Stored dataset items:
※ ※ ※

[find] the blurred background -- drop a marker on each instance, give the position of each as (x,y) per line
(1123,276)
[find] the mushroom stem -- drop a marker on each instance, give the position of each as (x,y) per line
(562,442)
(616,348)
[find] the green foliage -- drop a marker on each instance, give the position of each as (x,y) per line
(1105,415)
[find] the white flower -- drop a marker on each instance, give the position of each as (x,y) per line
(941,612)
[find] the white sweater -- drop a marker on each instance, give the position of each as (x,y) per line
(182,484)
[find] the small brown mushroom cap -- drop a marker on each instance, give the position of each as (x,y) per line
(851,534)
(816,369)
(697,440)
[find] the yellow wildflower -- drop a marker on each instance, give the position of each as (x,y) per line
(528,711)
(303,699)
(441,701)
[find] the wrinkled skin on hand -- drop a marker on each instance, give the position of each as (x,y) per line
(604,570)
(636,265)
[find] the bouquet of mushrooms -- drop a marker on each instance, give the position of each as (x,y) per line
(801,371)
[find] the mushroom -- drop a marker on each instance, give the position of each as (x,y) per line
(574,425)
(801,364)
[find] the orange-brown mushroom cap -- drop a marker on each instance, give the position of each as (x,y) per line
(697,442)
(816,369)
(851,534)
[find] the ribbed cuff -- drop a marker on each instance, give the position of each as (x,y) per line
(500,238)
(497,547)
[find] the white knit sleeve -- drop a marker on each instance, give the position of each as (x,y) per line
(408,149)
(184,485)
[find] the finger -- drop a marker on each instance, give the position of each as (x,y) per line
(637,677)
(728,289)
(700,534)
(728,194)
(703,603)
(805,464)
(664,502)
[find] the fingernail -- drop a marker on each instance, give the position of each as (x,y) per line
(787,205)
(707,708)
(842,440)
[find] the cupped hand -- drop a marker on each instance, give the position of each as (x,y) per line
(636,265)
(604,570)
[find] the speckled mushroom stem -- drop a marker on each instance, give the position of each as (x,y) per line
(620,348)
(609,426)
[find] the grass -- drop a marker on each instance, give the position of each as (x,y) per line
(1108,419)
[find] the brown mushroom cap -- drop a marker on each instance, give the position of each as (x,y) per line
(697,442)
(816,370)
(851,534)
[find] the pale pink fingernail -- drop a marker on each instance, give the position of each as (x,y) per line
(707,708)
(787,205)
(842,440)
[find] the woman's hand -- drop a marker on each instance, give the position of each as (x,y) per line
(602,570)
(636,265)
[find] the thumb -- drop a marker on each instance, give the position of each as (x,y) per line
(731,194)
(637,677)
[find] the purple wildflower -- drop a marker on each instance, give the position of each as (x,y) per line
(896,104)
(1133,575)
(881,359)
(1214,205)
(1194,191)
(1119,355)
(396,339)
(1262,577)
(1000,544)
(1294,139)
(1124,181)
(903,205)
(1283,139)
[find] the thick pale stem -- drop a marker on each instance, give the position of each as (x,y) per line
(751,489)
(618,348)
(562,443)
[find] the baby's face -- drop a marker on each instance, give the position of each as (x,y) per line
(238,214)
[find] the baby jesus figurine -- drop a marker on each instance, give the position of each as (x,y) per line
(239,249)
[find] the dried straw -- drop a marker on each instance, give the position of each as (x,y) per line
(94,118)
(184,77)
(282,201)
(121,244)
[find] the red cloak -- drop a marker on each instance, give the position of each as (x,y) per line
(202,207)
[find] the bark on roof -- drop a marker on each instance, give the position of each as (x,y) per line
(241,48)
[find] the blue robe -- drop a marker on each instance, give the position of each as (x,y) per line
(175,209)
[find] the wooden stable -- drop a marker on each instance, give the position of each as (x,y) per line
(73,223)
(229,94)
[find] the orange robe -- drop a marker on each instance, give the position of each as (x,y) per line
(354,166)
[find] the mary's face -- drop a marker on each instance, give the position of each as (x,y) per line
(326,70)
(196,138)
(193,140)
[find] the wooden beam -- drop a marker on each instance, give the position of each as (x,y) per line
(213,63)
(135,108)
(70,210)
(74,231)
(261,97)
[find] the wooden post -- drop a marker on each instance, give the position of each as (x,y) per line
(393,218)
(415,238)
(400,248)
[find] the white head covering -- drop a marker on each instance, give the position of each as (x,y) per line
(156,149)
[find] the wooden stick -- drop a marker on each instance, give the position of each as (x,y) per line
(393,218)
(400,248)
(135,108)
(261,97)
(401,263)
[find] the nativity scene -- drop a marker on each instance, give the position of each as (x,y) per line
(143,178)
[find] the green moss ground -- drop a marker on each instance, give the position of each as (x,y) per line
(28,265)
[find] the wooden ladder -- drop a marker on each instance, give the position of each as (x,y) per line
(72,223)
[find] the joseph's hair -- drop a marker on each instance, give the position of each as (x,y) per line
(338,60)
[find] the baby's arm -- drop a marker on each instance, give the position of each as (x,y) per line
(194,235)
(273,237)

※ ※ ※

Exercise objective: Each line from the one containing "[find] the nativity" to the close of the records must appear in the output exactly, and no other line.

Task answer:
[find] the nativity scene -- drop a marker on each instance, give the position of each as (x,y) per line
(143,178)
[find] the green moss ground -- drop a marker on each instance, give the position of each as (x,y) per line
(28,265)
[find] the wooden ladder -- drop a marker on each instance, give the position of each as (x,y) per line
(72,223)
[find] the joseph's hair -- drop a marker on each instance, give the position of each as (x,y) per line
(338,60)
[find] the baby's arm -- drop a marker on each instance, give the position of each as (x,y) per line
(194,235)
(273,237)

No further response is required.